**LISTED ENTRIES**
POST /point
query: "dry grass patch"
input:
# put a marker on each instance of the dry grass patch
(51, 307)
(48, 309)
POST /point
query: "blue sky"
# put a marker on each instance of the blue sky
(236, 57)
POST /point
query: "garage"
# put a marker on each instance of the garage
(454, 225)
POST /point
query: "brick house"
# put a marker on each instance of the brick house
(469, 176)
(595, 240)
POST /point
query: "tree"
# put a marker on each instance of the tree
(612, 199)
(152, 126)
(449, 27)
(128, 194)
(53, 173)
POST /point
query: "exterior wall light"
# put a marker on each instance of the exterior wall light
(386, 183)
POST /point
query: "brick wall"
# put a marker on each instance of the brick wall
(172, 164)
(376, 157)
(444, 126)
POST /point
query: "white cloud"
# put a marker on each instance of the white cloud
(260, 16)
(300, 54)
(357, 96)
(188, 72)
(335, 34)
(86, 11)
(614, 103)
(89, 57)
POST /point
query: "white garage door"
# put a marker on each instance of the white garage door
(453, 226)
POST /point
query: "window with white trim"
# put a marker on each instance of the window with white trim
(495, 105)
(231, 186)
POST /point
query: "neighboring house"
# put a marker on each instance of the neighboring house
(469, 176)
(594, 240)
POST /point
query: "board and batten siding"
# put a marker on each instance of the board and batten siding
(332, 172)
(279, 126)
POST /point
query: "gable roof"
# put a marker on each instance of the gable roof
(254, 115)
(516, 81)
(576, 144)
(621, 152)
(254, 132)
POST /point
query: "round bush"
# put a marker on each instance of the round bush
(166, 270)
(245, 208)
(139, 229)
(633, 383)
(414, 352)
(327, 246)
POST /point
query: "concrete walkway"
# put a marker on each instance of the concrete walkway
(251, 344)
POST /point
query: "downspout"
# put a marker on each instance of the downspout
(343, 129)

**WHAT THE TASK ASKS**
List every line above that contains the word "neighboring", matching case exactly.

**WRITTEN ANSWER**
query: "neighboring house"
# put a marker on each instance of the neighboring house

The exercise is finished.